Output the entries from the line containing "shaped like (185,141)." up to and including the line containing "Target: blue sleeve" as a Markdown table with the columns Row and Line, one numbered row per line and blank lines omitted.
Start
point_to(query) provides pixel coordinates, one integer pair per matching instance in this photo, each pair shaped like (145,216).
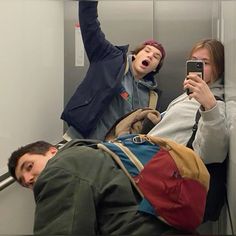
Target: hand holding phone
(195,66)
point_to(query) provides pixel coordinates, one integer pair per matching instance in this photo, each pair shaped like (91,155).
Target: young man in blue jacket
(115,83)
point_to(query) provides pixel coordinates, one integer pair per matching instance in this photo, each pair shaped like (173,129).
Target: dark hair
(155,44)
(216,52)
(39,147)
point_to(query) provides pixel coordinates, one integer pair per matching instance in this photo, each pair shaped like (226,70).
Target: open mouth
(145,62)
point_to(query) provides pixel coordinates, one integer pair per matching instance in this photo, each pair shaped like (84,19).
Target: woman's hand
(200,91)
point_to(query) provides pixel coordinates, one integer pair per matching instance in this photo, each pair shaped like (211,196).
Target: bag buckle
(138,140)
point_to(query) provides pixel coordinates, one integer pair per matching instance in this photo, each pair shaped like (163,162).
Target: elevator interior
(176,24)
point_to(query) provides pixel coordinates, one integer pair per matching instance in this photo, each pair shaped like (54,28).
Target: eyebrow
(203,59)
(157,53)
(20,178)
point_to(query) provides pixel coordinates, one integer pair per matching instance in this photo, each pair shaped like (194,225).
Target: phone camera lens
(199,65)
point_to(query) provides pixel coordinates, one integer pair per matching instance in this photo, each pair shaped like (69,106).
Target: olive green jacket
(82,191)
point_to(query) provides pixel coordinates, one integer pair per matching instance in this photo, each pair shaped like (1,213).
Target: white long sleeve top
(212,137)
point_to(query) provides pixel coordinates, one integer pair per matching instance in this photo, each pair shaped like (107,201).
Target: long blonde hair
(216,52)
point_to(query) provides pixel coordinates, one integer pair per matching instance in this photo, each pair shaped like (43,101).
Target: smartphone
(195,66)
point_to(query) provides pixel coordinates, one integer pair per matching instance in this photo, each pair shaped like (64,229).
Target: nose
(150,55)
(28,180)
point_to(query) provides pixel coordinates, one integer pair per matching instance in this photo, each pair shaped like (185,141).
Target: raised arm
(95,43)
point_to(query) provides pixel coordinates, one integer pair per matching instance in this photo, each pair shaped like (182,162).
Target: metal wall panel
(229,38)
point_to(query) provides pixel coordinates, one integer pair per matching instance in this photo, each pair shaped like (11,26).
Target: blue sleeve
End
Start
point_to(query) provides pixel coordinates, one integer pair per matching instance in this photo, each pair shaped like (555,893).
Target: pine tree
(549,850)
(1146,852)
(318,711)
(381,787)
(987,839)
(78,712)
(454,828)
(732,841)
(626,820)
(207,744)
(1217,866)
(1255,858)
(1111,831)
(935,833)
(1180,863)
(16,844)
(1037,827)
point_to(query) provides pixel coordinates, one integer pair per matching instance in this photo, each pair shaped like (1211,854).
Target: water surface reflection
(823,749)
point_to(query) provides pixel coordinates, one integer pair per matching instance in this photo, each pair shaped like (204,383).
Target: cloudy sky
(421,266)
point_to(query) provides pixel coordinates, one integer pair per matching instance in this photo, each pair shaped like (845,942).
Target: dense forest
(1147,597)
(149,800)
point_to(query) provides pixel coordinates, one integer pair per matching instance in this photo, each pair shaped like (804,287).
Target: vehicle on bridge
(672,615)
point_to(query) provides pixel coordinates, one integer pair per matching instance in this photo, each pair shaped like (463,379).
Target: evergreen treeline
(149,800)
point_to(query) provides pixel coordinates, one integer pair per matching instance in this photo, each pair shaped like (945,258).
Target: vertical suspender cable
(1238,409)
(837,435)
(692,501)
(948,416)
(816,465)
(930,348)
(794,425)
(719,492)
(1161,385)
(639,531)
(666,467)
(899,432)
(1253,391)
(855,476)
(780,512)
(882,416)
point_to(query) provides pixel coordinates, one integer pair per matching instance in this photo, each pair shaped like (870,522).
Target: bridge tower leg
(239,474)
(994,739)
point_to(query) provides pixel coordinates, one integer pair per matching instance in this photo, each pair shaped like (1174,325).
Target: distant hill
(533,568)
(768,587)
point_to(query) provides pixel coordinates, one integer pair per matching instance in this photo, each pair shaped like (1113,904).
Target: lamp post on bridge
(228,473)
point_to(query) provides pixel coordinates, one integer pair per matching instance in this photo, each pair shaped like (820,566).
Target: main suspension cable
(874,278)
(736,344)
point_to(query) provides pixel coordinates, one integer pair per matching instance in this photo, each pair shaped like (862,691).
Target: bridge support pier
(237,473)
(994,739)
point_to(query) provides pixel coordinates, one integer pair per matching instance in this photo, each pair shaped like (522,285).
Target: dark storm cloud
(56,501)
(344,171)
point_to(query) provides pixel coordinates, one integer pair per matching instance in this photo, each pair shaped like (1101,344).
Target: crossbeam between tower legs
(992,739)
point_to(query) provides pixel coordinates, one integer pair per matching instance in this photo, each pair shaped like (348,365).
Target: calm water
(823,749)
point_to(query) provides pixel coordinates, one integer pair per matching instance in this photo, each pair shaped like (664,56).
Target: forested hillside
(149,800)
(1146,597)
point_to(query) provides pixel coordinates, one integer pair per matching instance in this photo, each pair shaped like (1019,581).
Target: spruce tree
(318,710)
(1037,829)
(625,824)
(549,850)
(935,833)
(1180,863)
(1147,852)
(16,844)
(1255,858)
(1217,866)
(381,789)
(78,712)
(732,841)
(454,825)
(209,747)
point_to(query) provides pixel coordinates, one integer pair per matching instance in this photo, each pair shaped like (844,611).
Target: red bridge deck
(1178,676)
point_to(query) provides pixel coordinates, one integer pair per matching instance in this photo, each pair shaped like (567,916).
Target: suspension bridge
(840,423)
End
# Full response:
| Row | Line |
|---|---|
| 1 | point_to(query) provides pixel coordinates, one integer pair per matching instance in this photo, each pair shaped like (185,141). |
| 2 | Target: raised arm |
| 3 | (95,43) |
| 4 | point_to(query) provides pixel coordinates, one integer pair per matching instance in this photo, each pair shaped like (182,162). |
| 5 | Target: metal wall panel |
| 6 | (229,38) |
| 7 | point_to(query) provides pixel coordinates, one integer pair per matching instance in this photo, each pair shaped like (11,26). |
| 8 | Target: blue sleeve |